==== Data excerpts ====
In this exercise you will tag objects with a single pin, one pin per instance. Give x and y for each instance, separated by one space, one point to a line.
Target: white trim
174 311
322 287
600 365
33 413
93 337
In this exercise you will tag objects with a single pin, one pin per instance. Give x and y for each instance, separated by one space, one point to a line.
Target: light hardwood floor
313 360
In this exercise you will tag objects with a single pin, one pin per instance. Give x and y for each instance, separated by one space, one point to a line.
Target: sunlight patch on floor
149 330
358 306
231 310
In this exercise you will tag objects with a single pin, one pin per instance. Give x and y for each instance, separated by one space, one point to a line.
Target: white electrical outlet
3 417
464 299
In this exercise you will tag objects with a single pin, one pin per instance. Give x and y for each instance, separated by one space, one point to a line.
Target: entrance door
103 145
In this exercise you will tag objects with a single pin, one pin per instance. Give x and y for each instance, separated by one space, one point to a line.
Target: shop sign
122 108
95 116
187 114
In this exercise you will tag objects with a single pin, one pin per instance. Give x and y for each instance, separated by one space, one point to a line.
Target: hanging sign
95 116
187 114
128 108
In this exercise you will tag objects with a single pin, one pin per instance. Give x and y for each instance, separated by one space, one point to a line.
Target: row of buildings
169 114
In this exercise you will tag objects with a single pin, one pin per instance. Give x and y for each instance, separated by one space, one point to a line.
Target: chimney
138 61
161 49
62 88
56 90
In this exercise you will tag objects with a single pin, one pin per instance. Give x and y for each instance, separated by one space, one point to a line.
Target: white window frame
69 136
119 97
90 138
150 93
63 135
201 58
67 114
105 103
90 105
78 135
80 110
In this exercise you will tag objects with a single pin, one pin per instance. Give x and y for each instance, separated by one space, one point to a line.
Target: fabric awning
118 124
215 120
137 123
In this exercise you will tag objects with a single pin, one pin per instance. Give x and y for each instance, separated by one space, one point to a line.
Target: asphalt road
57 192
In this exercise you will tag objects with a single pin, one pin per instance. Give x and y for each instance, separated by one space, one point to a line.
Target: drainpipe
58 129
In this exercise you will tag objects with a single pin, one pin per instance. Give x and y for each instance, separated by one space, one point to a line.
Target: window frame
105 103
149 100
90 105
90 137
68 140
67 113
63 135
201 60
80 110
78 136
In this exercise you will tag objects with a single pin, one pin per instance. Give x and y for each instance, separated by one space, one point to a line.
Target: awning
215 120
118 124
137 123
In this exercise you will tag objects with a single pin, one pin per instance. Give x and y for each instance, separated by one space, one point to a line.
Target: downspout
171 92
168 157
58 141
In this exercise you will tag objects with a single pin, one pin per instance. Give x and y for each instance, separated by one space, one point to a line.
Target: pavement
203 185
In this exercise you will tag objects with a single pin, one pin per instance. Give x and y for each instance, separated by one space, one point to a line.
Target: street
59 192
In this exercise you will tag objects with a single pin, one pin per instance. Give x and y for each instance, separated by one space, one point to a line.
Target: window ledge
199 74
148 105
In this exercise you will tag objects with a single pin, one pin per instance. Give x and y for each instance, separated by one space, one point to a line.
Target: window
====
● **Action item**:
The records are to be duplicated in full, with every word kept exactly.

● **Exercise output**:
In this exercise you will tag objects with a single pin, one pin per instance. Give x and y for each instance, separated by one space, one point to a line.
Target: white trim
174 311
322 287
600 365
33 413
93 337
In this exercise you will tag objects with a single pin, one pin per instance. Give x and y for each instance, separated by one space, one point to a line.
Target: light hardwood floor
313 360
In this exercise you will tag objects with a single pin, one pin per instance. Give x and y for each instance, separated by one space, one point to a line.
Target: sunlight patch on floor
149 330
358 306
231 310
In this exercise you will tag objects with a single pin, one pin per instance. Give x and y for each instance, separated by one space, one point to a line.
Target: white electrical outlet
3 417
464 299
In this exercise you will tag objects with a single pin, one pin per instance. Give x and y for each instance, separated by one space, one point to a line.
Target: entrance door
103 145
In this exercise you will tag objects with a single pin, one pin per instance. Give x and y for each instance, separated by one space, one point to a line.
Target: shop sign
122 108
95 116
187 114
In this exercise you will tag objects with a single pin, one pin per instance. Give x and y for each instance, separated by one space, one point to a line.
Target: hanging sign
95 116
187 114
128 108
In this exercise you will tag objects with a single pin, one pin per instance. Give x and y for each instance, separated by one space, one point to a line.
Target: row of buildings
169 114
In this exercise you will tag objects with a single pin, one pin per instance. Give x and y for each instance, separated by one space, one point to a line.
Target: chimney
138 61
161 49
62 88
56 90
In this exercise you will tag objects with a single pin, one pin per instance. Give x and y for each instance, separated by one space, one point to a line.
Target: white window frame
69 136
119 97
90 138
150 93
63 135
201 58
67 114
105 103
90 105
78 135
80 110
In this exercise you will tag objects with a single pin, one pin per instance. Give x and y for each instance, separated by one space, one point to a line.
Target: fabric awning
118 124
215 120
137 123
In this exercise you will tag objects with a single pin, one pin per instance. Give x and y for each instance, separated by one space, one point to a line.
Target: asphalt road
57 192
In this exercise you will tag objects with a single pin, one pin per instance. Give x and y for each instance, separated by one space, one point to a line.
Target: drainpipe
58 129
In this exercise you will tag objects with a single pin, one pin per instance. Give x and y for each instance, separated by one space, one point to a line.
Target: window frame
105 103
149 100
90 105
90 137
68 140
67 113
63 135
201 60
80 110
78 136
In this exercise you will tag objects with a single pin, one pin per instance. Give x and y for each instance, separated by one space, one point to a line.
Target: awning
215 120
118 124
137 123
In this exercise you will tag objects with a single pin, one pin per instance. Give x and y for each instance, separated by one space, one point to a line.
Target: downspout
171 92
168 157
58 141
In this exercise you will tag objects with a single pin, one pin per instance. Give x and y for each instance, separated by one space, one point to a line.
Target: pavement
203 185
In this exercise you will tag objects with a single pin, one pin per instance. Give x and y for each instance, separated by one space, one point to a line.
Target: street
59 192
In this exercise you will tag objects with a single pin, one pin per instance. Give x and y for each instance, separated by one space, one point to a line.
Target: window ledge
199 74
148 105
In this exercise you will tag objects with a single pin, one pin per instance. Give x and y for each instance, separated by one space, one point to a line.
Target: window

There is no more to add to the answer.